▶ **Document text**:
------------------------------------------------------------------------

# Excellent retriever puppy training video



## BROWNDOG (Nov 2, 2004)

If you not familar with Bill Hillman he has trained the most High point derby dogs in the history of FT's, he never has more than a couple of dogs on his truck, and when he gets a good one he travels the country running trials, his dogs always seem to be very calm and attentive on line, his good dogs are great markers and I believe alot of this has to do with how they pay attention at the line, his program is based on a very steady and happy dog from the get go, without alot of pressure early on.

The video basically starts out with a 11 week old puppy and has 28 days of training, not 28 days straight but 28 training sessions, there are no behind the scenes sessions these are the first 28 training sessions for "Nick" a chocolate male who ended up with a hadfull of derby points.

It's hard to explain with out seeing it but it's different from alot of other puppy stuff because it isn't step by step, one day we start on sit and then when we have that we go to the next step, it's all kind of put together a little bit at a time and in the end 4 to 5 monthes old you should have a dog that is steady, delievers to hand, is started on CC, holds, loves to retrieve and is a all around happy pup. Like i said it is hard to explain but would say that if you followed this program whether you want a trial dog , HT dog , hunting dog, or just a well behaved pet you would be happy with the results, when the time comes to start more advanced training. And that is really the key, at this point the puppy is ready and knows what is required .

After watching the video I remembered I had some pictures of Nick (not good ones) all grown up running the derby at the Iron range trial.










Well worth the money.


----------



## Chaws (Oct 12, 2007)

x2

Excellent training resource. If you watch it a few times, take your attention off the dog during the sessions and pay attention to Bill's body language. All good dog trainers don't realize how much body english they put into training.


----------

------------------------------------------------------------------------

▶ **Given request**:
In the forum thread about the retriever puppy training video, how old is the puppy when the video begins?

------------------------------------------------------------------------

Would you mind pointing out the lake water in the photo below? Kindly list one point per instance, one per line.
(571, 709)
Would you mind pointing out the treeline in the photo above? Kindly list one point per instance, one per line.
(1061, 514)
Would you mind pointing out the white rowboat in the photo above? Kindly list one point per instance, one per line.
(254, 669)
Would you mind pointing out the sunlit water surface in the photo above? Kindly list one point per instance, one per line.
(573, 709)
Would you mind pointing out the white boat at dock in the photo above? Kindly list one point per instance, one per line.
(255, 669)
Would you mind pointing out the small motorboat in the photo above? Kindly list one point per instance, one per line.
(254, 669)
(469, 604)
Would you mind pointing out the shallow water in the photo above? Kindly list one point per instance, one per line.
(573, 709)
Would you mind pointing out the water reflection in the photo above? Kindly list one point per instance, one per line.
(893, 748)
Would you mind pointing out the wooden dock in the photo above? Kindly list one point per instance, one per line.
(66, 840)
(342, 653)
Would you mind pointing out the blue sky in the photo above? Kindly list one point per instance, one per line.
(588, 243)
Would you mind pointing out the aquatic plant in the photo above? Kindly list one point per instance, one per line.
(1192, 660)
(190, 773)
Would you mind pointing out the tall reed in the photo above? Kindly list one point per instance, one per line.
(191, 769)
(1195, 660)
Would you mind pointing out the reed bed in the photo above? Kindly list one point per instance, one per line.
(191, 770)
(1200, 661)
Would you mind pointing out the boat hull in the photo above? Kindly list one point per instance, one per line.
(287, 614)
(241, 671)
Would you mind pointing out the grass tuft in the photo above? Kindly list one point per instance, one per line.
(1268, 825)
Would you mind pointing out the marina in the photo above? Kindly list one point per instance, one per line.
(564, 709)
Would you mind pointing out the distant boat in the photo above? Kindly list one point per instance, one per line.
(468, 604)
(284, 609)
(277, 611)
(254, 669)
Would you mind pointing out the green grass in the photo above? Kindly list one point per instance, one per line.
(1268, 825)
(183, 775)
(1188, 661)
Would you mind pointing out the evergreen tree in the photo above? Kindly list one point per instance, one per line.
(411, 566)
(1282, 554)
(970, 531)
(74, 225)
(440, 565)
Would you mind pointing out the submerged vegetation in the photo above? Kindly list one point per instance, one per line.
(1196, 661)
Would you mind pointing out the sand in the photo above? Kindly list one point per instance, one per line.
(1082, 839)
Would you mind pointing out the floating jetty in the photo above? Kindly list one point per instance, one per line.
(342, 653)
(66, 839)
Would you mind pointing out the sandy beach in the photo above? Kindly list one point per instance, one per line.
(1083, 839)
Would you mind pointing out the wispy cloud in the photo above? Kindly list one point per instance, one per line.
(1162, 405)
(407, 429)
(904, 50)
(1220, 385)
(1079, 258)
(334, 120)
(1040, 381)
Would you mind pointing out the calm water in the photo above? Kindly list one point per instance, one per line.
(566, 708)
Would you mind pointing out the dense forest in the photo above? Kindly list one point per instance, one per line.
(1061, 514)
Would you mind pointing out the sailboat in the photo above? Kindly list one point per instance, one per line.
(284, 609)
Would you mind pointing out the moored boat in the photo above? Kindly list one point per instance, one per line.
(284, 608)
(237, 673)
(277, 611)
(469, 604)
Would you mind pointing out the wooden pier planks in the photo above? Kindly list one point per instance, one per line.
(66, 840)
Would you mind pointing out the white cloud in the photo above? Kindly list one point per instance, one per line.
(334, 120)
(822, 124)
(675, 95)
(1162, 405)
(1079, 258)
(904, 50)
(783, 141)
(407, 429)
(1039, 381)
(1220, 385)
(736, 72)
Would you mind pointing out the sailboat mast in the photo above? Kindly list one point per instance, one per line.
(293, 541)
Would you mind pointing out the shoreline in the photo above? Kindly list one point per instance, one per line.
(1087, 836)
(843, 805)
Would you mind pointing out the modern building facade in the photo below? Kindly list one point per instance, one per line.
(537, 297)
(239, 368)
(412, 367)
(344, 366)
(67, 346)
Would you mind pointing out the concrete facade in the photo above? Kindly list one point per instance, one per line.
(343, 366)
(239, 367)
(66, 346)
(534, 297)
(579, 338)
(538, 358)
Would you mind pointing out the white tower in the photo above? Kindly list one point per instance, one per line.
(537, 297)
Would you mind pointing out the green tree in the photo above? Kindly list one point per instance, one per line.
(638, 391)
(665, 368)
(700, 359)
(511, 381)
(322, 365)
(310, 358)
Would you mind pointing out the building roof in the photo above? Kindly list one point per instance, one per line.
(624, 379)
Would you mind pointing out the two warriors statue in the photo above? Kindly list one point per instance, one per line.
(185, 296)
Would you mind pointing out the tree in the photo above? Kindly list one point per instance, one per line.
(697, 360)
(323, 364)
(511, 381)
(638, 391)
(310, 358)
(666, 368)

------------------------------------------------------------------------

▶ **Exercise solution**:
11 weeks old.